YOUR INSTRUCTIONS - Copy each line of the records below that contains the word "realtor".

....

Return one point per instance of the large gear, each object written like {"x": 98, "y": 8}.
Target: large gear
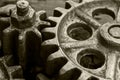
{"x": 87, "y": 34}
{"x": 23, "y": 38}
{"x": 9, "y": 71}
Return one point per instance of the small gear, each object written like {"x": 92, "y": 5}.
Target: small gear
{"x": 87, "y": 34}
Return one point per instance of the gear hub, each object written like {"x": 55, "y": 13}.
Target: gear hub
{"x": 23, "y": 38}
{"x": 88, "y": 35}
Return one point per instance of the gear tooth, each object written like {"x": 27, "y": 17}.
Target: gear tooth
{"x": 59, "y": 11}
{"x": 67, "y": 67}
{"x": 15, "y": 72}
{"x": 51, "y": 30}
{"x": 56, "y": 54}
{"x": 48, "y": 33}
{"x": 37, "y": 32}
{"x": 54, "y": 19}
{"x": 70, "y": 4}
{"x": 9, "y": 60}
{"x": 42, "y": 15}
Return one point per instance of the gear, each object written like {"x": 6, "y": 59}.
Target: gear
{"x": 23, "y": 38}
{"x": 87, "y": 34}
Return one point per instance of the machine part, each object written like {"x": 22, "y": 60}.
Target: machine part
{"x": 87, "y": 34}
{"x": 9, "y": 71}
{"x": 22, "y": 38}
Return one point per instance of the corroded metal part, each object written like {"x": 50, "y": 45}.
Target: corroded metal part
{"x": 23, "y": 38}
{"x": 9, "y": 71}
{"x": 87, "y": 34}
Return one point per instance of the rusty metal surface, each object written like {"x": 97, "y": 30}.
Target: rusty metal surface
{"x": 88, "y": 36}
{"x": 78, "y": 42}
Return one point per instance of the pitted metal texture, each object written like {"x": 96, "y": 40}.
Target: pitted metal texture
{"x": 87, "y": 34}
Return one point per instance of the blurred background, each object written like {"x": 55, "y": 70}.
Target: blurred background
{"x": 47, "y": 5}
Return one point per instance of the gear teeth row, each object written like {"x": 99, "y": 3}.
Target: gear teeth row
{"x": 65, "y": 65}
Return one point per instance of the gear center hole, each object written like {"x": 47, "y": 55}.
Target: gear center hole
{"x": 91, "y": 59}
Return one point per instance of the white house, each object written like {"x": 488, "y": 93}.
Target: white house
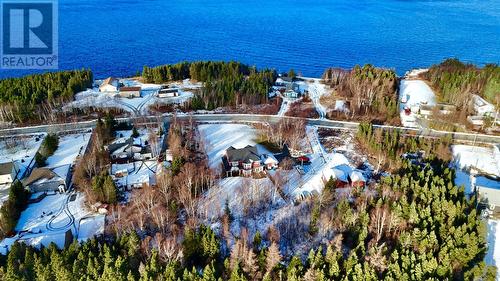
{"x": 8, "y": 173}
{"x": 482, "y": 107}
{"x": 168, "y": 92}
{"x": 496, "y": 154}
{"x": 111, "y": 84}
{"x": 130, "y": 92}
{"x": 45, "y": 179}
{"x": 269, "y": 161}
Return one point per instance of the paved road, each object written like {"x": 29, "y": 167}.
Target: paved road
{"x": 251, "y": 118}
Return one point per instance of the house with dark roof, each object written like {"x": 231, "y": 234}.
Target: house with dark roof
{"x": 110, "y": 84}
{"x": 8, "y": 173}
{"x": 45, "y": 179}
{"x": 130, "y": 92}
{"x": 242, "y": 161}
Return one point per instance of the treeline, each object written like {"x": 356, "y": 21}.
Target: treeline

....

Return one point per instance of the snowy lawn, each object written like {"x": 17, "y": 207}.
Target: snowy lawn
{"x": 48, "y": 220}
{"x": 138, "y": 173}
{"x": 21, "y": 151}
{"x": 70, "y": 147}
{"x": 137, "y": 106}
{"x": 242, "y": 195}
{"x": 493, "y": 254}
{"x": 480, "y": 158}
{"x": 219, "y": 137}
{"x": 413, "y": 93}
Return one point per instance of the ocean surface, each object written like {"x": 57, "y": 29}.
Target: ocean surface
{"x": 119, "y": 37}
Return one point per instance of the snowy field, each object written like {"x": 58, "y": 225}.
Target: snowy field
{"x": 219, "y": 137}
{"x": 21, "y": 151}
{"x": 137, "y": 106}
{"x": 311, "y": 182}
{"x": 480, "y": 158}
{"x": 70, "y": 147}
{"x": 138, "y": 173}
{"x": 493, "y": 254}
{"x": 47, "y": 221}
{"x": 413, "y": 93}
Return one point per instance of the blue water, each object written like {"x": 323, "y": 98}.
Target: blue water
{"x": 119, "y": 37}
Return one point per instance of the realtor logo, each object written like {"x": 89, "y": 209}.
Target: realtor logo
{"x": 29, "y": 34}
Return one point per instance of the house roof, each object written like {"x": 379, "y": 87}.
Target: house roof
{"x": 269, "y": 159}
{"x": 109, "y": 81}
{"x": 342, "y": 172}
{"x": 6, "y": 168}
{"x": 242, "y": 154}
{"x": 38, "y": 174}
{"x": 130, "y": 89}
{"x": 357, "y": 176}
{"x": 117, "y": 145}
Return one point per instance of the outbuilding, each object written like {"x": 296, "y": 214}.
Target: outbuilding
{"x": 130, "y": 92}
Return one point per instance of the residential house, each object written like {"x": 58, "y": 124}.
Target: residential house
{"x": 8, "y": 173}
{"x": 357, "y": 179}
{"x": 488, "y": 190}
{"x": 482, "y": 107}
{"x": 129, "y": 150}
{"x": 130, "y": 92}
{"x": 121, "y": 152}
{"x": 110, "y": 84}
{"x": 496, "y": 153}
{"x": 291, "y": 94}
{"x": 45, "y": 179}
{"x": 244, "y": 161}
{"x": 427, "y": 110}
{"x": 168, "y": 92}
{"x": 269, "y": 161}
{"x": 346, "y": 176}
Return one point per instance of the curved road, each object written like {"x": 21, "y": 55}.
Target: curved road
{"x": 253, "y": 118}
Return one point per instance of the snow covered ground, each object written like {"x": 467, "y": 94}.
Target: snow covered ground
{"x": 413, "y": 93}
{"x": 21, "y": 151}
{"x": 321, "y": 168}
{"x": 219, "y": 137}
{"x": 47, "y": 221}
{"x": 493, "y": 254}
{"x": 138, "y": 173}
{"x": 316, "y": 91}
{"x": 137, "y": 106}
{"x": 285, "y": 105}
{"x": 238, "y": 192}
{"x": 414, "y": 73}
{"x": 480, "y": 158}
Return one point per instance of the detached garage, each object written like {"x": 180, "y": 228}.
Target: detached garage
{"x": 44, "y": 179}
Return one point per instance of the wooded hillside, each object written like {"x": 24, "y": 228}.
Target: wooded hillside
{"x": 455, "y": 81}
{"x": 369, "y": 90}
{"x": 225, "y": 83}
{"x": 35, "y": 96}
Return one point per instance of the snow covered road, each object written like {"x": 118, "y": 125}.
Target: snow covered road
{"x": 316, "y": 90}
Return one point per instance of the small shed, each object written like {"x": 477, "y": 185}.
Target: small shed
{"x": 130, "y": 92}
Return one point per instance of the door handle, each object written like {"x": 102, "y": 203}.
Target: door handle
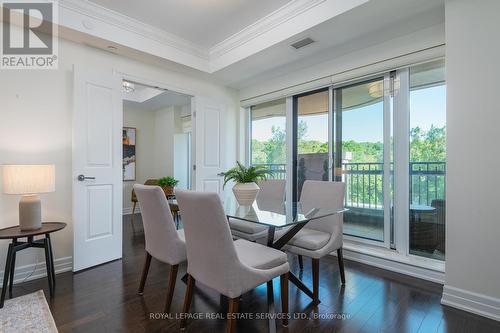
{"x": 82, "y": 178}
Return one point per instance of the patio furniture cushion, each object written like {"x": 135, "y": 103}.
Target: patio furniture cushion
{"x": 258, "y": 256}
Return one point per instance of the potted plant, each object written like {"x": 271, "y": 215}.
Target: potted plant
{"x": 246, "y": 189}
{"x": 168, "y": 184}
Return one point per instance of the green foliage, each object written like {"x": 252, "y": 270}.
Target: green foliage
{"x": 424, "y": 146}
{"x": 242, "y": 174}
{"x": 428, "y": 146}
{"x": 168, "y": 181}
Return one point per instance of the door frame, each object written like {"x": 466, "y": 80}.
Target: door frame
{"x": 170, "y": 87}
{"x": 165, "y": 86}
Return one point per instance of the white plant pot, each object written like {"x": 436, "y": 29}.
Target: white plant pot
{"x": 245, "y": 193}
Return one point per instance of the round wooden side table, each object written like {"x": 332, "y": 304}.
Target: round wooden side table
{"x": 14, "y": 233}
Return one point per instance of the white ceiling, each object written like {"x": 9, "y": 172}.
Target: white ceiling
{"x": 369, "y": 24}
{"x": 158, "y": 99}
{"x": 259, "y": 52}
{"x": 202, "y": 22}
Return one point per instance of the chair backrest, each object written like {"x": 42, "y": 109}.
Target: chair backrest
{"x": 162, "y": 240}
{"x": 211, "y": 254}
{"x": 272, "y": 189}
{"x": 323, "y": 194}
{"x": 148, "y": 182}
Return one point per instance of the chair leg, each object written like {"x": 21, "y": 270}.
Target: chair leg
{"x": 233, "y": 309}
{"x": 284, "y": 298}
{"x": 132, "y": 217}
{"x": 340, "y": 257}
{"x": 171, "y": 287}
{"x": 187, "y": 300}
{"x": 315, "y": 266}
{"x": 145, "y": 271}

....

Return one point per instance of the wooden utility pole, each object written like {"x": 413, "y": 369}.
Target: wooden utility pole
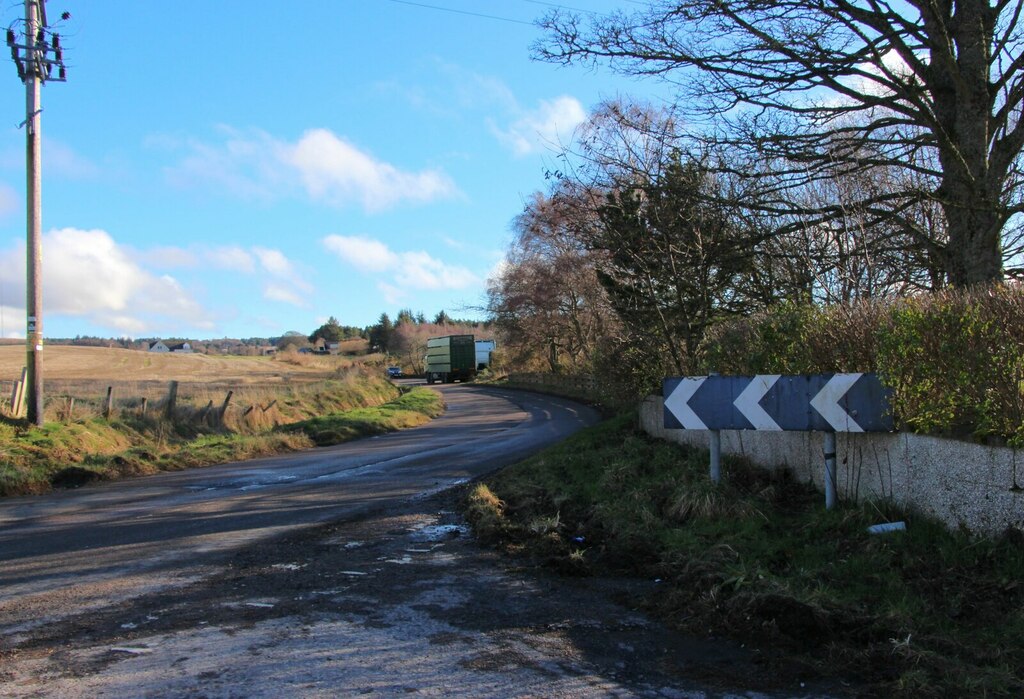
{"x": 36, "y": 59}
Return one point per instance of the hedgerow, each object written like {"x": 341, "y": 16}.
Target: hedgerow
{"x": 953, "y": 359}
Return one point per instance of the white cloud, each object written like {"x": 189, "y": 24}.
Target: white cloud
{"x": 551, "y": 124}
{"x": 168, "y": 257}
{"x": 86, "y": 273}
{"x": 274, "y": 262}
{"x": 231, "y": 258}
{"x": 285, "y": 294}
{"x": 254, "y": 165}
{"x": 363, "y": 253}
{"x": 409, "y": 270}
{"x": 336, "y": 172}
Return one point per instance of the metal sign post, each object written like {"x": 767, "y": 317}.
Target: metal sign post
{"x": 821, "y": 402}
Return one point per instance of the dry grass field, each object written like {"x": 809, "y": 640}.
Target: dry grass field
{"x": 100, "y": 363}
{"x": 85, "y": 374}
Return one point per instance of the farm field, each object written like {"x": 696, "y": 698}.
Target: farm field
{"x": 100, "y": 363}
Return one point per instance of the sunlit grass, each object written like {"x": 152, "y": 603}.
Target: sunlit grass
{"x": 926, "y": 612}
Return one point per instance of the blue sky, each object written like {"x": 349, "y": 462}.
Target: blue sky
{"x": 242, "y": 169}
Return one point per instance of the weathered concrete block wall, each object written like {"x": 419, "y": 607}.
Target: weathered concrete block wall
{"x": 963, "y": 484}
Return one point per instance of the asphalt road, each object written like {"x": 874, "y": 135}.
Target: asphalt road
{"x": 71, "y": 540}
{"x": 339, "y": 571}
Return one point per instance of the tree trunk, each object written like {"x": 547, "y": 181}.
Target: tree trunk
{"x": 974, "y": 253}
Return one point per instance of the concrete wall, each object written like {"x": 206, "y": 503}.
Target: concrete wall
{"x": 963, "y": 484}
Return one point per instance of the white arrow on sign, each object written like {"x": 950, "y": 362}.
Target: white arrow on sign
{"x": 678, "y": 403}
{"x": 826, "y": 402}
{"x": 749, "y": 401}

....

ANSWER IN FULL -
Return one point per instance of the realtor logo, each object written like {"x": 89, "y": 209}.
Target: realtor logo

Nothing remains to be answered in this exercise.